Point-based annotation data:
— Begin —

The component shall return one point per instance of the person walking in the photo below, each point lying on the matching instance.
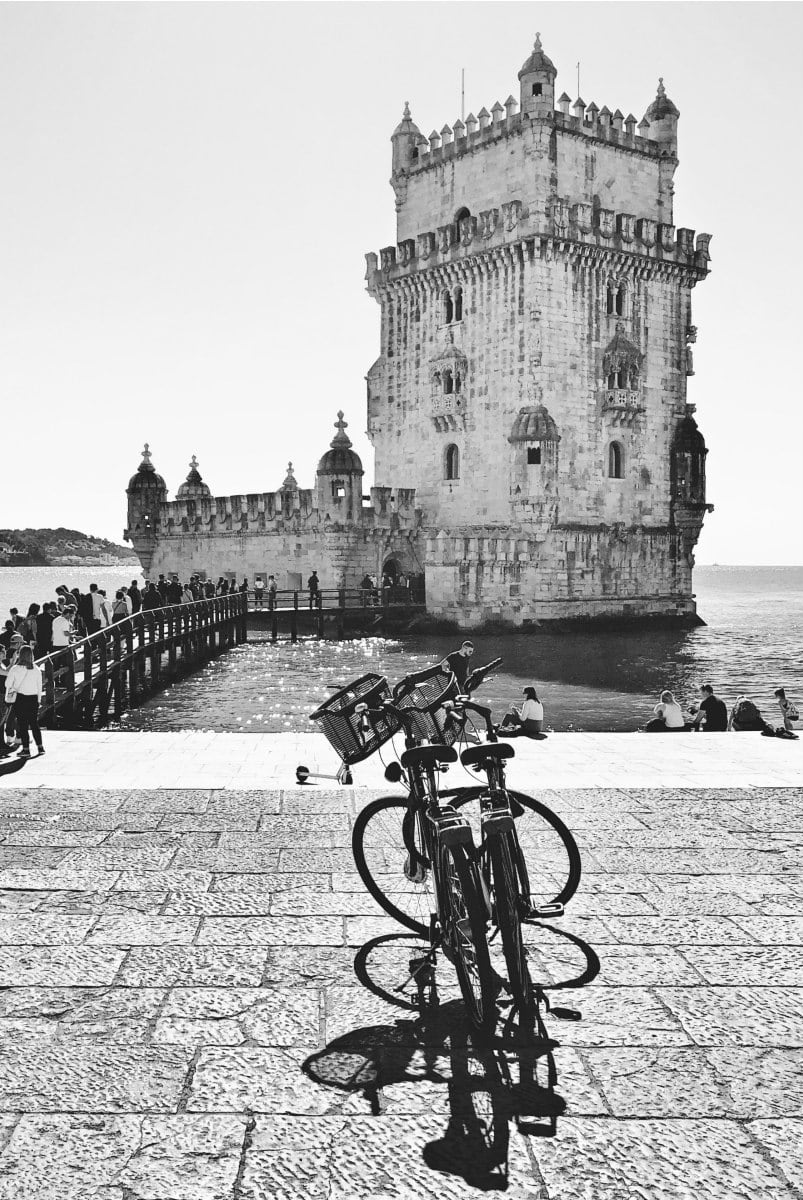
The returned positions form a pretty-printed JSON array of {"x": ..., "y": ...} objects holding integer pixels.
[
  {"x": 119, "y": 609},
  {"x": 24, "y": 691}
]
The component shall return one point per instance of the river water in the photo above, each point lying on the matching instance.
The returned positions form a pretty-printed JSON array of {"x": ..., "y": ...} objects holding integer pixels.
[{"x": 587, "y": 681}]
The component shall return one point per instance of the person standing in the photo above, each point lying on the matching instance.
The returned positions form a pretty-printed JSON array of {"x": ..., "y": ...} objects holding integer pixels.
[
  {"x": 61, "y": 629},
  {"x": 24, "y": 690},
  {"x": 787, "y": 709},
  {"x": 119, "y": 609},
  {"x": 45, "y": 629},
  {"x": 459, "y": 663}
]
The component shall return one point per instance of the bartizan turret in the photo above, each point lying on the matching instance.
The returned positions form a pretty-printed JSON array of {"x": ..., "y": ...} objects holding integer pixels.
[
  {"x": 147, "y": 492},
  {"x": 537, "y": 82},
  {"x": 340, "y": 478}
]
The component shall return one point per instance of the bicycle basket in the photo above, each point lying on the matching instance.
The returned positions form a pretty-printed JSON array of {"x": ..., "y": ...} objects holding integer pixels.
[
  {"x": 342, "y": 725},
  {"x": 425, "y": 695}
]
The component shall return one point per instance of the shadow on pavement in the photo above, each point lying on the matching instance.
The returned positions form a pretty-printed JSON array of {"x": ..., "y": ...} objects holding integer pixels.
[{"x": 490, "y": 1083}]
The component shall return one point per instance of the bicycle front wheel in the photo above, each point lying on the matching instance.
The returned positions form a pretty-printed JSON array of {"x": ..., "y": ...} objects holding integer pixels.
[
  {"x": 465, "y": 935},
  {"x": 391, "y": 859}
]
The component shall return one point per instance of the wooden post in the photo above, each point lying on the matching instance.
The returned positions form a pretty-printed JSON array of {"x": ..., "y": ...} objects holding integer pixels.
[
  {"x": 117, "y": 673},
  {"x": 49, "y": 693}
]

— End —

→ Requirement: Render the listing as a Markdown table with the columns Row and Listing line, beginning at the line containing "the bicycle front" and continuing through the end of the listing. Number each row and omit blank lines.

→ Full response:
| Row | Listing line |
|---|---|
| 1 | The component shall return one point per instance of the bicycle front wheel in the photo above, each point lying on the matching instance. |
| 2 | The returned positions form a pretty-printed JSON array of {"x": ..., "y": ...} objects holding integer pixels. |
| 3 | [ |
| 4 |   {"x": 465, "y": 935}, |
| 5 |   {"x": 391, "y": 859} |
| 6 | ] |
| 7 | The component shall return one point per instance of the wooden post in the photo above, each point lying on the matching instance. |
| 8 | The returned positions form a pretty-printed JSON array of {"x": ..., "y": ...} objects holding integer pixels. |
| 9 | [ |
| 10 |   {"x": 117, "y": 673}, |
| 11 |   {"x": 49, "y": 693} |
| 12 | ] |